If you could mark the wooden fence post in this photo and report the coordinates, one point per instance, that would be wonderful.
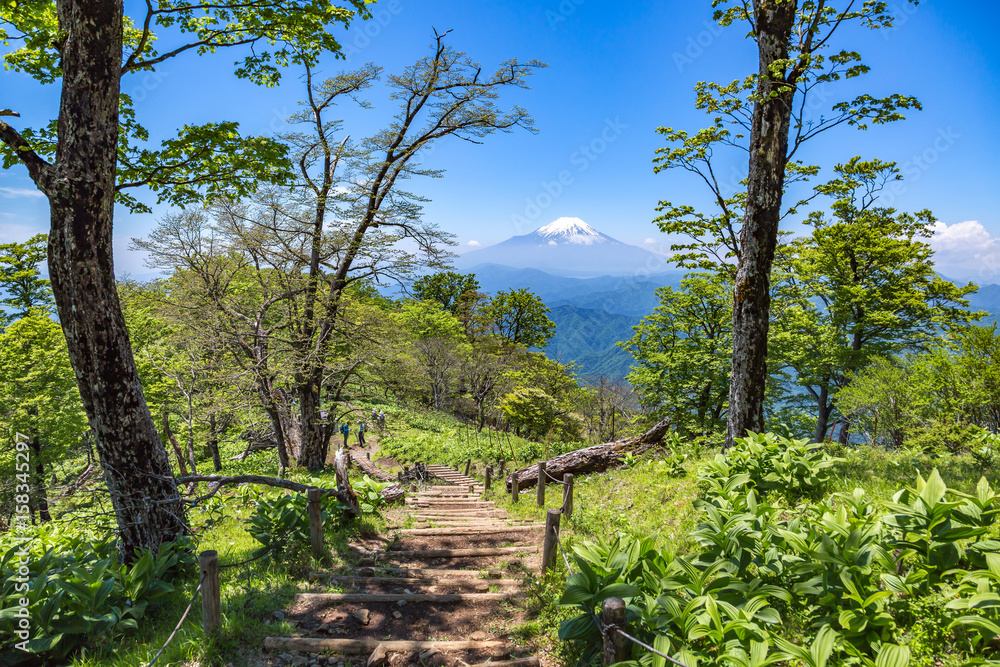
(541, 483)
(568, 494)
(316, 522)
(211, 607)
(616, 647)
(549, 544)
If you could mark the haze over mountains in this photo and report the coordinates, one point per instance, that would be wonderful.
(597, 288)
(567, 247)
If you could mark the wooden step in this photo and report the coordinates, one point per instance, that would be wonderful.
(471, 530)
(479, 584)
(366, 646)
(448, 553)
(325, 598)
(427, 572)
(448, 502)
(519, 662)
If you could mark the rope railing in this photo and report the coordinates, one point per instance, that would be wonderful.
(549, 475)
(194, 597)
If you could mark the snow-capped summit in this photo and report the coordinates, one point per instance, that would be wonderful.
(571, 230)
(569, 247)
...
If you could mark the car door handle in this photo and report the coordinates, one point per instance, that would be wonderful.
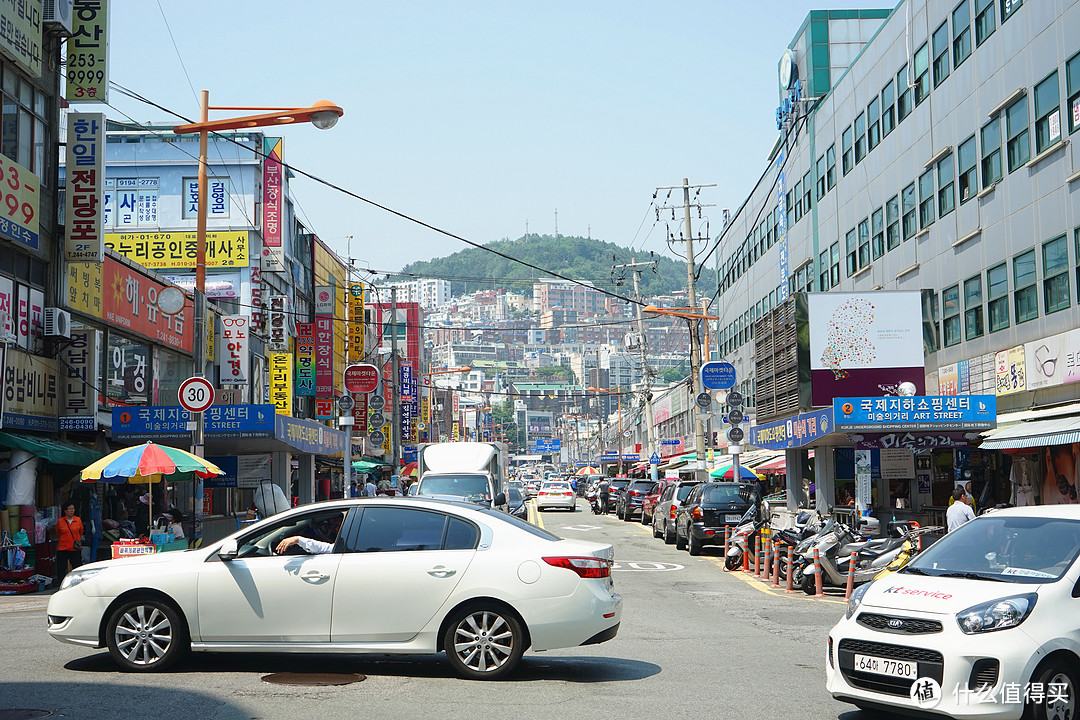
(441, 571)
==
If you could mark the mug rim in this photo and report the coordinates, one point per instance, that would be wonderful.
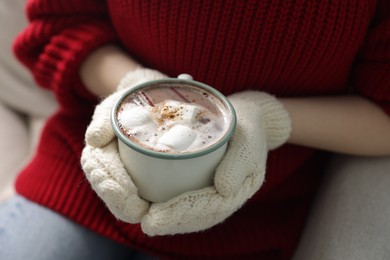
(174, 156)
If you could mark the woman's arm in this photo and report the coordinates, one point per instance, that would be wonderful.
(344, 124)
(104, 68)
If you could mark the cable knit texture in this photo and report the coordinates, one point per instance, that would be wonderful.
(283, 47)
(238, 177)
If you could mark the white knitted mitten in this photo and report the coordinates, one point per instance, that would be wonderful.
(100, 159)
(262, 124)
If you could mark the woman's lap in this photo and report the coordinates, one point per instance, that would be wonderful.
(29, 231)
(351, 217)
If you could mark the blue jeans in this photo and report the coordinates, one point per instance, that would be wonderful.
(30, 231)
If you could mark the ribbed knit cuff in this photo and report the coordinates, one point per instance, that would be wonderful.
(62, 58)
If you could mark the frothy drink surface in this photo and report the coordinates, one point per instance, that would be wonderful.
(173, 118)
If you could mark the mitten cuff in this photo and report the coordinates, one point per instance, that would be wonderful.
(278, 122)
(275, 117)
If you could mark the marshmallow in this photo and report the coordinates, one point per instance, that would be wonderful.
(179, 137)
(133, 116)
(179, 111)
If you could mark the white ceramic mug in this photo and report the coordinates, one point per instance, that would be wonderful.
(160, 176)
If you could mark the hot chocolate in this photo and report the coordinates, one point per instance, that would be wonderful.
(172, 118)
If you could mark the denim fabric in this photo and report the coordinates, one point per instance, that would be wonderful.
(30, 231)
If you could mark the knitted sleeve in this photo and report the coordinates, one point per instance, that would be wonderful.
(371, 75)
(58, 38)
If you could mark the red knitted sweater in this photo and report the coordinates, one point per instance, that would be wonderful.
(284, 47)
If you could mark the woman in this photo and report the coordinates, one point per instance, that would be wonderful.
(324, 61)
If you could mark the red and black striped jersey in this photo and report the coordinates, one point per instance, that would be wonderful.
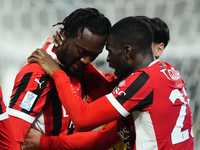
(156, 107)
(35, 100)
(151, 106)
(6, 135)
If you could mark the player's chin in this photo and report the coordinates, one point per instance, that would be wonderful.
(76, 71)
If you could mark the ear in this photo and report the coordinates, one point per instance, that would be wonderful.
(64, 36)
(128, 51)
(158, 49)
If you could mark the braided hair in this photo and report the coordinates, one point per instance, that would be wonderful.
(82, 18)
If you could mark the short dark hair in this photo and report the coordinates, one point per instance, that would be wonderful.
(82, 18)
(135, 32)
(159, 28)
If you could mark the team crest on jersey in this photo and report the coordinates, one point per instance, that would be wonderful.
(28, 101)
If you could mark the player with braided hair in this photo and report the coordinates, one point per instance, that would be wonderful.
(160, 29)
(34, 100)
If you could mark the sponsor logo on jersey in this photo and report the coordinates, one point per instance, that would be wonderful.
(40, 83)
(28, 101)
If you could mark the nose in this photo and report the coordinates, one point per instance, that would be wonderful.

# The task:
Retype the lines from the one containing "If you could mark the short" through the one containing "If you could mark the nose", both included, keeping every character as it appears.

# Written reply:
If you could mark the short dark hair in this photo and report the coordinates, one point per instance, that would be wonderful.
(82, 18)
(135, 32)
(159, 28)
If you could mark the team crest on jersey in this photo and report the coordinates, one point per instance, that would be wonderful.
(28, 101)
If you could mark the player with braided hair in this photo and report the coordinates, one point per instance, that would be wonderful.
(160, 29)
(34, 100)
If you could mark the sponsor logo on jersey in this photo and report the coordinates, one point per instance, that would be wonderful.
(40, 83)
(28, 101)
If you could mark the nose in this photo and report the coordinates, one point per instance, that would be wonderful.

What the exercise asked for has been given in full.